DISGUSTING! And also fascinating! Evolution is a marvelous thing, you guys. Wow. Incidentally, much as God punished Izzie for adultering last week, God is punishing Skinner this week. Because he's totally boning his assistant. Only not so much lately, one would presume, because of the aforementioned penis fish. Anyway, his assistant leaves him, his wife totally knows about the whole thing, and let this be a valuable lesson to anyone paying close attention (in this case, George and Izzie). Izzie tries to steer clear of George after Callie begs her to relinquish him, but George takes the plunge and decides to leave Seattle Grace for dreaded rival Mercy West. DUN DUN DUUUUUN!

Meanwhile, everyone else eats sample wedding cakes. Except for Addison and Alex, who finally do the dirty deed in the on call room. And then Alex gives her the ol' "You're not my girlfriend--you're just a dirty tramp who slept with me in the on call room, thus breaking your 'no sex for a month' vow with Sloan, who is so onto us, by the way" brush-off, sending Addison to the verge of Spin-Off-dom. But that's not until next week. Oh, and something about Meredith and Derek's relationship being in trouble. Again. Whatever.

2 comments:

Colleen O'Rourke said...

o_O HOW HAVE YOU NEVER HEARD ABOUT THESE FISH BEFORE!!?!?!?!?!?!!!

Liz said...

I had, in general terms, but not the specifics. Like that spine thing. Or the fact that they're that big!!!

□ □ □ □

→ Request 1: Copy the episode recap between "DISGUSTING! And also" and "DUN DUN DUUUUUN!", inclusive, substituting "Mercy East" for "Mercy West".

□ □ □ □

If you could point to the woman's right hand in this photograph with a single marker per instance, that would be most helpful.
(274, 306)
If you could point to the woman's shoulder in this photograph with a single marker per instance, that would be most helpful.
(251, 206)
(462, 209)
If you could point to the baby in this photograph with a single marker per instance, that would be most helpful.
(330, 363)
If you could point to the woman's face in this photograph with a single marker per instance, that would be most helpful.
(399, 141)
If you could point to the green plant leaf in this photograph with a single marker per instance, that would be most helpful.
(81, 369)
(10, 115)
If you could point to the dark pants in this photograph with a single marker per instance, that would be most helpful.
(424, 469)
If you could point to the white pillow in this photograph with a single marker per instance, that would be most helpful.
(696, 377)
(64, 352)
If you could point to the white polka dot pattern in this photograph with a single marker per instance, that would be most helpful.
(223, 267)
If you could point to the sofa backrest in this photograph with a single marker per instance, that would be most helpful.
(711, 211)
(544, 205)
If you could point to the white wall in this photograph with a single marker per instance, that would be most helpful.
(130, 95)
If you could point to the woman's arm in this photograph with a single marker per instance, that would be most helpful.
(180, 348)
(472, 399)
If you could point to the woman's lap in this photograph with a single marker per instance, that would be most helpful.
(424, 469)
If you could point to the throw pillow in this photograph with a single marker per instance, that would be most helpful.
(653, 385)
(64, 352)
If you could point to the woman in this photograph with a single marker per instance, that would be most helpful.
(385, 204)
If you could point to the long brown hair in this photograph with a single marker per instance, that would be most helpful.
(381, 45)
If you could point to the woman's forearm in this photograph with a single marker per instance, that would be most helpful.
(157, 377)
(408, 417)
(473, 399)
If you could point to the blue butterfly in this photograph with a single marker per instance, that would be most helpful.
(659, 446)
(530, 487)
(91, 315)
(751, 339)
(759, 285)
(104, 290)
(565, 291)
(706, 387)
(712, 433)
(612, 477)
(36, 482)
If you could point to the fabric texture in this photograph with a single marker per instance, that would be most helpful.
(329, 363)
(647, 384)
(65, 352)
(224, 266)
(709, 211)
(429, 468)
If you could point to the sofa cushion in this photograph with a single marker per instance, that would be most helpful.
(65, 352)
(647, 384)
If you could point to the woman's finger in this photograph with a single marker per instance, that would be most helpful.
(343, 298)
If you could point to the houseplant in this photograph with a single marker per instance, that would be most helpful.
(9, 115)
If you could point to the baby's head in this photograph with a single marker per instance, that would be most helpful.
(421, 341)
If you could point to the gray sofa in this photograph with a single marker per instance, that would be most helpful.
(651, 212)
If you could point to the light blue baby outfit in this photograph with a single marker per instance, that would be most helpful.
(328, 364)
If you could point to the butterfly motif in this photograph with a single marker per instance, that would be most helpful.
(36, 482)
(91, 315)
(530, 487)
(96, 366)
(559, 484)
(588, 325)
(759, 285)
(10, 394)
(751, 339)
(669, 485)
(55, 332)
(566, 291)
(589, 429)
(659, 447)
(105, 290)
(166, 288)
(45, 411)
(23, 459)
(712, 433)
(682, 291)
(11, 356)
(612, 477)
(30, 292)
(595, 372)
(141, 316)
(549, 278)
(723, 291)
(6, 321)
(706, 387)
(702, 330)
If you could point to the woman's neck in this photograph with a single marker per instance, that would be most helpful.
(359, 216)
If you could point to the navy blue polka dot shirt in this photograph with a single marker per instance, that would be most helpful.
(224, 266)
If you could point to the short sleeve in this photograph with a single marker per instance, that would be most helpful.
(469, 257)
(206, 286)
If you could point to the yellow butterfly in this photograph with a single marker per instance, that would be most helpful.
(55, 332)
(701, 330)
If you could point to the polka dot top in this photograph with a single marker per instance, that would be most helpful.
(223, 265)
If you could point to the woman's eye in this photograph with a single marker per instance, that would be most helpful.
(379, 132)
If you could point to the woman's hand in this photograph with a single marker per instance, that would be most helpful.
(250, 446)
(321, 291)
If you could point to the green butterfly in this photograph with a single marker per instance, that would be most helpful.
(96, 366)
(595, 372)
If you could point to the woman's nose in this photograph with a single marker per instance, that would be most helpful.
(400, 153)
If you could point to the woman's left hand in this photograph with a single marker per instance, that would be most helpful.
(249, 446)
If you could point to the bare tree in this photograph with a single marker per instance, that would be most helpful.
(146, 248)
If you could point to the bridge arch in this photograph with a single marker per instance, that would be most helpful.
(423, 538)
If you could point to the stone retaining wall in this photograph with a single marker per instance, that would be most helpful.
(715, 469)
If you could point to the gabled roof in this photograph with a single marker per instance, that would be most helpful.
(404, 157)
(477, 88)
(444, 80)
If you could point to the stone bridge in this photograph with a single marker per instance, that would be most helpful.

□ □ □ □

→ Request 2: Return each line of the records that contains the string "baby". Case counts.

→ Task answer 1:
DISGUSTING! And also fascinating! Evolution is a marvelous thing, you guys. Wow. Incidentally, much as God punished Izzie for adultering last week, God is punishing Skinner this week. Because he's totally boning his assistant. Only not so much lately, one would presume, because of the aforementioned penis fish. Anyway, his assistant leaves him, his wife totally knows about the whole thing, and let this be a valuable lesson to anyone paying close attention (in this case, George and Izzie). Izzie tries to steer clear of George after Callie begs her to relinquish him, but George takes the plunge and decides to leave Seattle Grace for dreaded rival Mercy East. DUN DUN DUUUUUN!

→ Task answer 2:
If you could point to the baby in this photograph with a single marker per instance, that would be most helpful.
If you could point to the baby's head in this photograph with a single marker per instance, that would be most helpful.
If you could point to the light blue baby outfit in this photograph with a single marker per instance, that would be most helpful.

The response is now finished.